━━ Kutipan Teks ━━

Pembahasan tentang khalifah ini pada akhirnya menimbulkan berbagai aliran pemikiran dalam islam. Dengan terpilihnya Abu Bakar serta pembai’atnnya, resmilah berdiri kekhalifahan pertama di dunia Islam.
   B.     Abu Bakar Peran dan Fungsinya
Sepak terjang pola pemerintahan Abu Bakar dapat dipahami dari pidato Abu Bakar ketika diangkat menjadi khalifah. Secara lengkap isi pidatonya sebagai berikut.
“Wahai manusia, sungguh aku telah memangku jabatan yang kamu percayakan, padahal aku bukan orang yang terbaik diantara kamu. Apabila aku melaksanakan tugasku dengan baik, bantulah aku, dan jika aku berbuat salah, luruskanlah aku. Kebenaran adalah suatu kepercayaan dan kedustaan adalah suatu penghianatan. Orang yang lemah diantara kamu adalah orang yang kuat bagiku sampai aku memenuhi hak-haknya, dan orang kuat diantara kamu adalah lemah bagiku hingga aku mengambil haknya, Insya Allah. Janganlah seorang dari kamu meninggalkan jihad. Sesungguhnya kaum yang tidak memenuhi oanggilan jihad maka Allah akan menimpahkan atas mereka suatu hinaan. Patuhlah kepadaku selama aku taat kepada Allah dan Rasul-Nya. Jika aku tidak menaati Allah dan Rasul-Nya, sesekali janganlah kamu menaatiku. Dirikanlah shalat, semoga Allah merahmati kamu”.[8]
            Secara umum dapat dikatakan bahwa pemerintahan Abu Bakar melanjutkan kepemimpinan sebelumnya, baik kebijaksanaan dalam kenegaraan maupun pengurusan terhadap agama, diantara kebijaksanaanya ialah sebagai berikut.

━━━
━━ Kumpulan Data ━━

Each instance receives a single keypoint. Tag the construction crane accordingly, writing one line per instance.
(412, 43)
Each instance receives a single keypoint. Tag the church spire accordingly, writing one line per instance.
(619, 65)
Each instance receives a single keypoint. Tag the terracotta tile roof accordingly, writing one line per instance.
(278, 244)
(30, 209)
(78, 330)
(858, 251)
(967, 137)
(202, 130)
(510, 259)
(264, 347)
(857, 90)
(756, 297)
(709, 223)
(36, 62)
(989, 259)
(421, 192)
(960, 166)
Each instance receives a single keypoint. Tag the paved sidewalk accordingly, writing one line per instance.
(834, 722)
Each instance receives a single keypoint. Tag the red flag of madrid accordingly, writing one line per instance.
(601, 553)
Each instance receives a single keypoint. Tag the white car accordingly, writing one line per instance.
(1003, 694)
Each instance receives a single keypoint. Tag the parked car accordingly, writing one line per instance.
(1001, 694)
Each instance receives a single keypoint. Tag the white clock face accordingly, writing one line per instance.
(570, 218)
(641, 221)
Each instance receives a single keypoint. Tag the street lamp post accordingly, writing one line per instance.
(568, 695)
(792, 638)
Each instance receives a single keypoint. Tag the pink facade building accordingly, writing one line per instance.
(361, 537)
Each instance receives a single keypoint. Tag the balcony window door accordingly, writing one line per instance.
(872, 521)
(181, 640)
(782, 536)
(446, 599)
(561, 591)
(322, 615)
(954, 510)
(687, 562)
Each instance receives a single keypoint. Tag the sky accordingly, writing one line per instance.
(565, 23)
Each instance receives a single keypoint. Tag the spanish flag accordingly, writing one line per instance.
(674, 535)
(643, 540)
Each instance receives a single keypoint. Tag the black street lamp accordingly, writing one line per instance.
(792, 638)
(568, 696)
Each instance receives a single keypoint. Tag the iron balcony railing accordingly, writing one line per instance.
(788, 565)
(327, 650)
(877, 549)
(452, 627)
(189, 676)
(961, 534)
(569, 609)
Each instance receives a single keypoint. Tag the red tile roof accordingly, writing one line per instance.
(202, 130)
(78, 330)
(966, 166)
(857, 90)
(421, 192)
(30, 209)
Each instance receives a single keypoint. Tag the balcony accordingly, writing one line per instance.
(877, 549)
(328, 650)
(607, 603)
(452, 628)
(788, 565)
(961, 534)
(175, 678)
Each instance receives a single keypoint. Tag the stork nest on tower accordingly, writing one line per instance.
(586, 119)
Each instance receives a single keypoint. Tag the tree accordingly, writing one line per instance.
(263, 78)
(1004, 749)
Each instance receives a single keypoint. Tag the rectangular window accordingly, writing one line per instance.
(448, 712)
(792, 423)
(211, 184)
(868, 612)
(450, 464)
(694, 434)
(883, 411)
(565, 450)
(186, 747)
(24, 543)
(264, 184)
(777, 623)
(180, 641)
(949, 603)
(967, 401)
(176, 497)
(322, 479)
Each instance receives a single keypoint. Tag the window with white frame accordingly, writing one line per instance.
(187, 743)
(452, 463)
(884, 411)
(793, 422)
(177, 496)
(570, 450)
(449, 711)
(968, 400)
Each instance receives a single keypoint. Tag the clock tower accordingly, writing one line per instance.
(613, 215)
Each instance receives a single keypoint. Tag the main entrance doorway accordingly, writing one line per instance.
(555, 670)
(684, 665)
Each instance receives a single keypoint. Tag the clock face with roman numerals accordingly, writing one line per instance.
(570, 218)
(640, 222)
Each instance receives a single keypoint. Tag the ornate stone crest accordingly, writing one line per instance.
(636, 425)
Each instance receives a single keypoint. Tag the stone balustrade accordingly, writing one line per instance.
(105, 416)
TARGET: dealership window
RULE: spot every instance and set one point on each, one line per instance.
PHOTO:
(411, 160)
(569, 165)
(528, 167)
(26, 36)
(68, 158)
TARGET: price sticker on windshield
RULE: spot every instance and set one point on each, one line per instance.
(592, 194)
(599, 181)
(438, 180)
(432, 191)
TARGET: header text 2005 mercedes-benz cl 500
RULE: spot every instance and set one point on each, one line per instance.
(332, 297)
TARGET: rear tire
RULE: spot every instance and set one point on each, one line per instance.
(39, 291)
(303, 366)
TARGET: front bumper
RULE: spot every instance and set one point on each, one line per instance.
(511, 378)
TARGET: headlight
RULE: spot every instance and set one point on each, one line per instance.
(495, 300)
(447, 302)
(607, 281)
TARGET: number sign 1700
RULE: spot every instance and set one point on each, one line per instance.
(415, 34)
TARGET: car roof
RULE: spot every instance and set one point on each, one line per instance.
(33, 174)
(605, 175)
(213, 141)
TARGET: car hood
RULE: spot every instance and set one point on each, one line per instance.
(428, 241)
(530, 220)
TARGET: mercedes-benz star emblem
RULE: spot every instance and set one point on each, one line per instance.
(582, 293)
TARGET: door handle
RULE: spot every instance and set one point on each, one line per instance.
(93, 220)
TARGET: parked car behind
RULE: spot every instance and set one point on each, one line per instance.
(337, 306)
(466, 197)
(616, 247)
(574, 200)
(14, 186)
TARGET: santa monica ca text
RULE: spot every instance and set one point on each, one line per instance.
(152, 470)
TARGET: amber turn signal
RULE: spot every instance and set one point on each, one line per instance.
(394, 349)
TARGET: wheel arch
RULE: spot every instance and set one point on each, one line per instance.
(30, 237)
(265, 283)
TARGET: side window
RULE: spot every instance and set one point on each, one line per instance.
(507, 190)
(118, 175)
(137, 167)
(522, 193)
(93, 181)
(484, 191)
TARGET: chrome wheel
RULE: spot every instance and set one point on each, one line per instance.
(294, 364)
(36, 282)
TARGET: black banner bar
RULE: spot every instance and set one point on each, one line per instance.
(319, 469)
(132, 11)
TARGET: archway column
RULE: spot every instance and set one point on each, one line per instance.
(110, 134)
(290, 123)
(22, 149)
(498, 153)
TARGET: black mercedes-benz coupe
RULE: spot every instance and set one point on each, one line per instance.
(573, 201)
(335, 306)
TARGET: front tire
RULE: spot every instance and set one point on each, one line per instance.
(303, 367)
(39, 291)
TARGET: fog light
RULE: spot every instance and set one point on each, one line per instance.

━━━

## Ketentuan Tugas A
Sebutkan semua kata kerja perintah berakhiran -lah yang terdapat dalam pidato Abu Bakar pada teks tentang Abu Bakar.
## Ketentuan Tugas B
Dalam teks tentang Abu Bakar, kebenaran disebut sebagai apa di dalam pidatonya?
## Ketentuan Tugas C
Lanjutkan teks tentang Abu Bakar mulai dari kalimat terakhirnya.

## Hasil Akhir A
bantulah, luruskanlah, patuhlah, dirikanlah

## Hasil Akhir B
Kebenaran disebut sebagai suatu kepercayaan.

## Hasil Akhir C
   a.       Kebijaksanaan pengurusan terhadap agama
Pada awal pemerintahannya, ia diuji dengan adanya ancaman yang dating dari umat islam sendiri yang menentang kepemimpinannya. Di antara perbuatan makar tersebut ialah timbulnya orang-orang yang murtad, orang-orang yang tidak mau mengeluarkan zakat, orang-orang yang mengaku menjadi nabi, dan pemberontakan dari beberapa kabilah[9].
   b.      Kebijaksaan kenegaraan
Di antara kebijaksanaan Abu Bakar dalam pemerintahan atau kenegaraan sebagai pulungan[10], diuraikan sebagai berikut.
       1)      Bidang Eksekutif
Pendelegasian terhadap tugas-tugas pemerintahan di Madinah maupun daerah. Mislanya untuk pemerintahan pusat menunjuk Ali bin Abi Thalib, Utsman bin Affan, Zaid bin Tsabit sebagai sekretaris dan Abu Ubaidah sebagai bendaharawan. Untuk daerah daerah kekuasan islam, dibentuklah provinsi-provinsi, dan untuk setiap provinsi di tunjuk seorang amir.
     2)      Pertahanan dan keamanan
Dengan mengorganisasikan pasukan-pasukan yang ada untuk mempertahankan eksistensi keagamaan dan pemerintahan. Pasukan itu disebarkan untuk memelihara stabilitas di dalam maupun diluar negeri. Diantara pamglima yang ada ialah Khalid bin Walid, Musanna bin Harisah, Amr bin ‘Ash, Zaid bin Sufyan, dan lain-lain.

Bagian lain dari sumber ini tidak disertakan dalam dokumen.